▶ The task:
Though the entries contain pictures, the copy you make should hold only the rest, exactly as written.
--- START ---
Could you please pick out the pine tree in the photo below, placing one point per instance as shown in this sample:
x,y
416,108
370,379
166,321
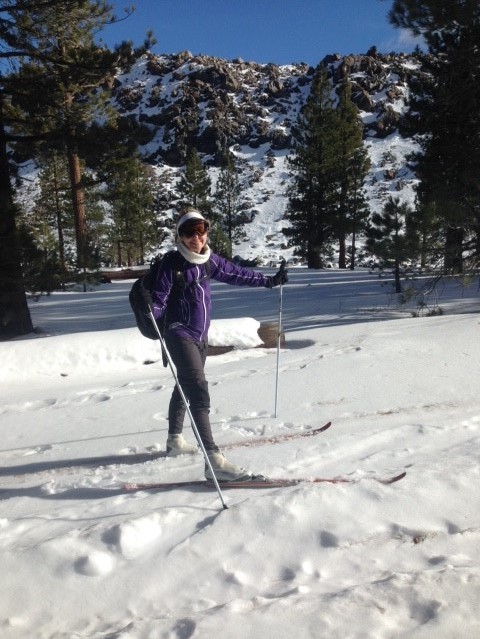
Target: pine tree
x,y
29,114
51,219
130,195
446,109
195,185
353,167
389,236
58,93
312,195
228,197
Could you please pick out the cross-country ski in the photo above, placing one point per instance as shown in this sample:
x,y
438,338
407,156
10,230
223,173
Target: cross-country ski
x,y
258,482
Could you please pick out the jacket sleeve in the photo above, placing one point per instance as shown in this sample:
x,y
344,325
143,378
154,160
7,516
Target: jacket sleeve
x,y
161,287
229,273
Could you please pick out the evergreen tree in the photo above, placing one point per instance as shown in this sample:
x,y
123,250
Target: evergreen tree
x,y
228,197
390,238
26,39
59,92
446,109
130,194
353,167
51,219
313,195
195,184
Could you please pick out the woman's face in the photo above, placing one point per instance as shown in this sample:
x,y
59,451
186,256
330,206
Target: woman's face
x,y
194,236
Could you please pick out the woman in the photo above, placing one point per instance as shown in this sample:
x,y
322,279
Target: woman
x,y
185,311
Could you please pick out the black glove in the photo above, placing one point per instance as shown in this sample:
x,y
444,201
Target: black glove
x,y
279,278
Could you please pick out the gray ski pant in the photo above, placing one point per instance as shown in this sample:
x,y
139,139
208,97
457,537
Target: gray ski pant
x,y
189,358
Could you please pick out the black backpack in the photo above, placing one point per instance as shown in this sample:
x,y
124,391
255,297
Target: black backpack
x,y
140,296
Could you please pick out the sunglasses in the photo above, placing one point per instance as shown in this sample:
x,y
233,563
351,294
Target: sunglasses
x,y
199,228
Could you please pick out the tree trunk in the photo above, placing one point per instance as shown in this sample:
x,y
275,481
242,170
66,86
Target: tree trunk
x,y
354,251
342,251
453,249
14,312
78,201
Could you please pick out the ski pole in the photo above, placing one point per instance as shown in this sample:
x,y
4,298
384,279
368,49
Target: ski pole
x,y
192,420
280,308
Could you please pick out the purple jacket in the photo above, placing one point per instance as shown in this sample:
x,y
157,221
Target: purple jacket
x,y
188,308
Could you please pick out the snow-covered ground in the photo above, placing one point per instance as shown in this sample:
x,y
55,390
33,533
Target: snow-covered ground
x,y
83,413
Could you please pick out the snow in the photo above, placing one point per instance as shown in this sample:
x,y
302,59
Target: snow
x,y
84,411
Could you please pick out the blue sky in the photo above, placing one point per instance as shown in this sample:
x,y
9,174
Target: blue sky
x,y
278,31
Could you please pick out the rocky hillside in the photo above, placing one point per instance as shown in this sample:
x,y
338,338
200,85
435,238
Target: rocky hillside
x,y
211,103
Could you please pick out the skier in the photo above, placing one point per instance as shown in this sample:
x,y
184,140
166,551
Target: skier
x,y
185,314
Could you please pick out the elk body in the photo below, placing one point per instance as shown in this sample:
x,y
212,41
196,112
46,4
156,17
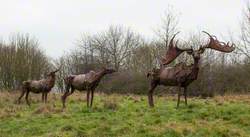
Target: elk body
x,y
88,81
43,86
182,75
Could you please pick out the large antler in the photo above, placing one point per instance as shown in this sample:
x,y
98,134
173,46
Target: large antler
x,y
217,45
172,52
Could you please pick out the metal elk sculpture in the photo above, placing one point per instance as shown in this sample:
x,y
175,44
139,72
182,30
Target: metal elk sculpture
x,y
182,75
88,81
43,86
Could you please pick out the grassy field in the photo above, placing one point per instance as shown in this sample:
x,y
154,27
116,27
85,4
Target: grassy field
x,y
130,116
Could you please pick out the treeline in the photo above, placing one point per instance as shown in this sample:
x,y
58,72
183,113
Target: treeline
x,y
133,56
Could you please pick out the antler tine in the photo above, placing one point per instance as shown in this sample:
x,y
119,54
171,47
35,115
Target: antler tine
x,y
211,36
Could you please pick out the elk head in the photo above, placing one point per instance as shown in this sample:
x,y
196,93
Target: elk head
x,y
52,74
215,44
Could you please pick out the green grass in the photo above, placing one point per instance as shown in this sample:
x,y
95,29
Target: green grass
x,y
129,116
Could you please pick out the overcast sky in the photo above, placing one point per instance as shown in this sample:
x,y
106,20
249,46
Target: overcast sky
x,y
57,24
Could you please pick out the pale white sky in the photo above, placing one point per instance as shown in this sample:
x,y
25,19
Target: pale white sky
x,y
59,23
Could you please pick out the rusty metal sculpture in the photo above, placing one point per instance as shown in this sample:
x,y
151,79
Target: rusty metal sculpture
x,y
43,86
182,75
88,81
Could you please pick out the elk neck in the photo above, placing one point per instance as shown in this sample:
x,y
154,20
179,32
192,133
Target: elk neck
x,y
195,68
51,81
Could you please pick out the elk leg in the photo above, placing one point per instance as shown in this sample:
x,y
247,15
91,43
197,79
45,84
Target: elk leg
x,y
185,94
27,97
45,97
88,98
150,95
42,97
92,96
22,94
179,96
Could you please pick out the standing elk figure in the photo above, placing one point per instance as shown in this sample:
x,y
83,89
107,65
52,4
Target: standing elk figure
x,y
88,81
43,86
182,75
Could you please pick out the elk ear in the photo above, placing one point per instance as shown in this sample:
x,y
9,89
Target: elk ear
x,y
190,52
201,50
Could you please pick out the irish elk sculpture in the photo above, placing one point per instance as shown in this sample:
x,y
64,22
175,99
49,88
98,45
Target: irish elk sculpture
x,y
182,75
43,86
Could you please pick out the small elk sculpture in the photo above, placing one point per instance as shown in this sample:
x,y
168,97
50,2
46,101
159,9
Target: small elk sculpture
--- END ---
▶ Solution to this task:
Could you please pick out the pine tree in the photo below, placing one point per instance as shown in this sample:
x,y
416,108
370,379
166,321
Target: pine tree
x,y
29,114
51,219
130,195
446,109
195,185
353,167
389,236
58,93
312,195
228,197
Could you please pick out the cross-country ski in the photo above, placing one point per instance as shown in this sample:
x,y
438,338
407,156
10,230
223,173
Target: cross-country ski
x,y
258,482
Could you please pick out the jacket sleeve in the photo above, placing one point per instance as shown in this sample:
x,y
344,325
143,378
154,160
7,516
Target: jacket sleeve
x,y
161,287
229,273
Could you please pick out the evergreen tree in the photo above, placing one point per instance as shown in this sample:
x,y
123,250
Target: evergreen tree
x,y
228,197
390,238
26,39
59,92
446,109
130,194
353,167
51,219
313,195
195,184
Could you please pick out the woman's face in the photo above, placing one point per instance as shown in this sample:
x,y
59,451
186,256
330,206
Target: woman's face
x,y
194,236
Could you please pick out the woman in the photo above, placing one point per instance as shown in this sample:
x,y
322,279
Target: woman
x,y
185,311
Could you please pick out the black glove in the photo above, placing one point per instance as shown in this sample:
x,y
444,201
Target: black glove
x,y
279,278
Could you please pick out the gray ski pant in the photo above, placing one point per instance as shown in this sample:
x,y
139,139
208,97
457,537
Target: gray ski pant
x,y
189,358
Could you please pick out the black backpack in the photo above, placing one point per instance as shown in this sample:
x,y
124,391
255,297
Target: black backpack
x,y
140,296
Could you please pick out the sunglasses in the photo above, placing one point per instance as shown in this sample:
x,y
233,563
351,294
Target: sunglasses
x,y
199,228
Could you please pick out the tree trunk in the photo above, placing one point per instance as shown in this sample:
x,y
275,481
242,170
66,86
Target: tree trunk
x,y
354,251
342,251
453,249
14,312
78,201
Could you please pick out the ski pole in the photo above, placing one point per instance as shown in this sample:
x,y
4,298
384,279
368,49
Target: ski pole
x,y
192,420
280,308
Could you please pick out the purple jacket in the photo above, placing one point per instance as shown in this sample:
x,y
157,221
Target: purple jacket
x,y
188,308
Could you please pick out the snow-covered ground in the photo above, placing one point per instance as shown in this sample:
x,y
55,390
33,533
Target: snow-covered ground
x,y
83,413
Could you please pick out the snow in the photo above, placing one point per instance as shown in this sample:
x,y
302,59
Target: snow
x,y
84,411
Could you please pick out the blue sky in the photo above, placing one point per instance as shown in this sample:
x,y
9,174
Target: blue sky
x,y
278,31
Could you please pick out the rocky hillside in the photo above, placing one point per instance as shown in this sample:
x,y
338,338
200,85
435,238
Target: rocky hillside
x,y
211,103
Could you please pick out the skier in the photo above, placing one point per instance as shown in this sample:
x,y
184,140
166,551
Target: skier
x,y
185,314
Could you please pick out the elk body in the photo below, placing one point per instance as shown in this sample:
x,y
212,41
196,112
46,4
156,17
Target: elk body
x,y
88,81
43,86
182,75
Could you please pick out the large antler in the photo above, placing one point per instance as shown in this sample:
x,y
98,134
173,46
Target: large antler
x,y
217,45
172,52
Could you please pick out the metal elk sculpture in the photo above, placing one point per instance as shown in this sample:
x,y
175,44
139,72
182,30
Target: metal elk sculpture
x,y
182,75
88,81
43,86
Could you please pick out the grassy field in the photo above, placing one point per instance as shown in this sample:
x,y
154,27
116,27
85,4
Target: grassy field
x,y
130,116
Could you please pick out the treeline in the photo above, placing one point per instance as shown in this sample:
x,y
58,72
183,113
Target: treeline
x,y
133,56
Could you please pick out the antler tine in the photo above, placing one point per instance as shown in this sample:
x,y
119,54
171,47
35,115
Target: antler tine
x,y
211,36
Could you please pick out the elk head in the photo above, placing one point per instance as shown in this sample:
x,y
196,93
Target: elk head
x,y
52,74
215,44
Could you please pick out the green grass in the photo above, placing one point per instance as shown in this sample:
x,y
95,29
Target: green grass
x,y
129,116
Could you please pick out the overcast sky in the photo above, placing one point per instance as shown in this sample:
x,y
106,20
249,46
Target: overcast sky
x,y
57,24
Could you please pick out the pale white sky in the photo above, placing one point per instance as shown in this sample:
x,y
25,19
Target: pale white sky
x,y
59,23
Could you please pick out the rusty metal sculpture in the photo above, placing one point per instance as shown in this sample:
x,y
151,79
Target: rusty metal sculpture
x,y
43,86
182,75
88,81
Could you please pick out the elk neck in the photo above, placing one point per instance as shown in this sample:
x,y
154,20
179,32
192,133
Target: elk neck
x,y
195,68
51,81
Could you please pick out the elk leg in the photo above, placing one point per instance as shown in this sample:
x,y
247,15
91,43
197,79
45,84
Target: elk leg
x,y
185,94
27,97
45,97
88,98
150,95
42,97
92,96
22,94
179,96
Could you please pick out the standing elk figure in the photo above, placing one point per instance as shown in this sample:
x,y
83,89
107,65
52,4
Target: standing elk figure
x,y
88,81
43,86
182,75
Could you please pick out the elk ear in the photo above, placing one point per instance as shown in this sample:
x,y
9,89
Target: elk ear
x,y
190,52
201,50
Could you please pick out the irish elk sculpture in the photo above, placing one point per instance as shown in this sample:
x,y
64,22
175,99
49,88
98,45
Target: irish elk sculpture
x,y
182,75
43,86
Could you please pick out the small elk sculpture in the photo above, placing one point per instance as shown in this sample:
x,y
168,97
50,2
46,101
159,9
Target: small elk sculpture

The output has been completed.